## PASSAGE
The new Heritage Secretary probably didn't know it, but he'd been a big hit with the Treasury security guards for years - unlike his Cabinet colleagues.
'They're a bunch of ignorant gits except for that Stephen Dorrell,' said one of the security men yesterday. 'That Kenneth Clarke - the Hush Puppy King, we call him - he never says hello, neither does that Michael Portillo. But Mr Dorrell always smiles and occasionally stops for a chat.'
Mr Dorrell, 42, was careful not to chat too much yesterday as the sun rose on his flat in Marsham Court, a haven for Tory MPs, and a stone's throw from the Palace of Westminster. As he grunted his way through the heavy foyer doors at 8.50am with two large red Treasury boxes, it would be wrong to say he had a spring in his step. But he did have a glint in his eye.
'It's just an ordinary day for me,' he said. 'No, I don't know if I will be included in the reshuffle. I read the papers and I hear there might be something, but I don't believe everything I read in the
Perhaps, however, he knew more than he was letting on. The man once tipped by John Major as a future prime minister cancelled a speaking engagement at Oxford and waited at his Treasury office for The Call. He had only 90 minutes to wait.
Dressed in a neat grey suit, he walked the 100 yards along Whitehall to Downing Street, excused his way through the tourists and headed for high office.
It was a tense half hour outside No 10, punctuated ominously by an official who left and returned carrying a box of Kleenex tissues. Perhaps, it was suggested, he was waiting for John Patten.

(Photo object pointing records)
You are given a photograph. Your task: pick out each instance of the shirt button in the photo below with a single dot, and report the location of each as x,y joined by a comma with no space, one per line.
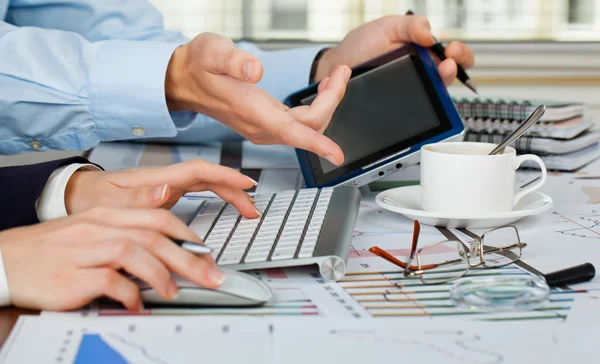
35,145
137,131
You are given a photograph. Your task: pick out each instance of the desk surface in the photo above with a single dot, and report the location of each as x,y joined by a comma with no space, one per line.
8,318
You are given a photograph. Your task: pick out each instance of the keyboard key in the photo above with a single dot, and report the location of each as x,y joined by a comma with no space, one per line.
281,254
234,237
231,258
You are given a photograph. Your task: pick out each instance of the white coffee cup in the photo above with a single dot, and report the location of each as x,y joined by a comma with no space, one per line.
462,179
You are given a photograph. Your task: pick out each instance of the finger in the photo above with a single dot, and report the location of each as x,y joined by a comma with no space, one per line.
319,113
97,282
200,269
157,220
323,84
224,58
461,54
448,70
123,253
239,199
412,28
185,174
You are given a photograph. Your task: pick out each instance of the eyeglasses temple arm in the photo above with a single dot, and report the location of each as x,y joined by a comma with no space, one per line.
387,256
390,258
416,232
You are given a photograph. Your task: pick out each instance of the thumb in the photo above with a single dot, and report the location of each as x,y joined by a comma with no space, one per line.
225,59
147,196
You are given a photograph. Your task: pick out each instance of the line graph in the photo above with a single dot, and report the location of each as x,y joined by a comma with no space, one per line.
584,225
390,294
448,344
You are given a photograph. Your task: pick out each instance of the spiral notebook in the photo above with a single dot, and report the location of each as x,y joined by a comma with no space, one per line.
541,146
500,108
570,161
566,129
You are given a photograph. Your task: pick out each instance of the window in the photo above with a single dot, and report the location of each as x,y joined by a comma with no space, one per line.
330,20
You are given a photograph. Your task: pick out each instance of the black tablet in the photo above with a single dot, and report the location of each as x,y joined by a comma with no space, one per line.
393,105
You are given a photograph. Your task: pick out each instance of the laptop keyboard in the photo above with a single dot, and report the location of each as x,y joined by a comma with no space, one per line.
289,227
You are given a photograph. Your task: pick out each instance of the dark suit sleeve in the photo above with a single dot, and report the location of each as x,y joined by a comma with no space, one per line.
21,186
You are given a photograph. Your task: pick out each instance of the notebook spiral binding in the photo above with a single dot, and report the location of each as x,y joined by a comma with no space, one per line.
504,126
522,145
478,107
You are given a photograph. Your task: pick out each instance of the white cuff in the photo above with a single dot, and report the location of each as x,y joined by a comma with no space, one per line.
4,291
51,203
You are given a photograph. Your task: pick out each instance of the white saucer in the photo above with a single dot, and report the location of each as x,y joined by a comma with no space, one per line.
407,201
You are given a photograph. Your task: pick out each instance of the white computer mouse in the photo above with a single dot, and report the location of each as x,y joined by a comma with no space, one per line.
238,289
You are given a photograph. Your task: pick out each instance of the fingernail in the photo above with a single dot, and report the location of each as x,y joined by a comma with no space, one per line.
159,192
173,290
215,276
330,158
249,69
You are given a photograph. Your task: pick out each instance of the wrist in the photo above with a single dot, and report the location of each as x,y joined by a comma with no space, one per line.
77,192
175,81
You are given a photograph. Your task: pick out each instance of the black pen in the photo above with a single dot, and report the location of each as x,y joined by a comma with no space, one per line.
577,274
439,50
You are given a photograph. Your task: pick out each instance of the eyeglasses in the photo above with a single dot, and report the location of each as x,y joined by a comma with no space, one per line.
432,263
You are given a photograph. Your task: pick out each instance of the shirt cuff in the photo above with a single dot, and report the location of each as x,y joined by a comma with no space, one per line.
127,90
5,299
51,203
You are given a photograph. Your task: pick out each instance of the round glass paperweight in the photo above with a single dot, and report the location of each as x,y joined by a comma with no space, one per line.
500,293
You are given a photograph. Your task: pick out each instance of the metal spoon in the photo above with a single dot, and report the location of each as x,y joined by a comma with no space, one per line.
528,123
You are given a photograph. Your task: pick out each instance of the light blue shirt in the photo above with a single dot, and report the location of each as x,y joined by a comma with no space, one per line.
74,73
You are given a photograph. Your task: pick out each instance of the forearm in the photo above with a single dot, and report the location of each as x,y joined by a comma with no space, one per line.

## EXERCISE 1
In the article about Stephen Dorrell, how far did he walk along Whitehall to reach Downing Street?
## EXERCISE 2
Continue the article about Stephen Dorrell from the point where it stops.
Nothing in the listing is needed here.

## TASK OUTPUT 1
He walked 100 yards.

## TASK OUTPUT 2
At 11.10am, with the sun high in the sky, Mr Dorrell emerged with an expression of barely disguised joy. He remained silent until the news was officially released, then made no attempt to hide his delight. 'I think it's a wonderful opportunity and a post that still has a lot of potential, despite the good work of my predecessors,' he said. 'I'm not going to pretend I have a long-standing passion for music or art. But I do bring a lay person's enjoyment and a lot of enthusiasm to the job.'
His wife, Penelope, would have a champagne celebration with him tonight, he said. But last night Mr Dorrell, who was once described as being 'as far left as they come without falling off the edge of the Tory Party', had an engagement with members from the Denbigh Group, an offshoot of the right-wing Bruges Group.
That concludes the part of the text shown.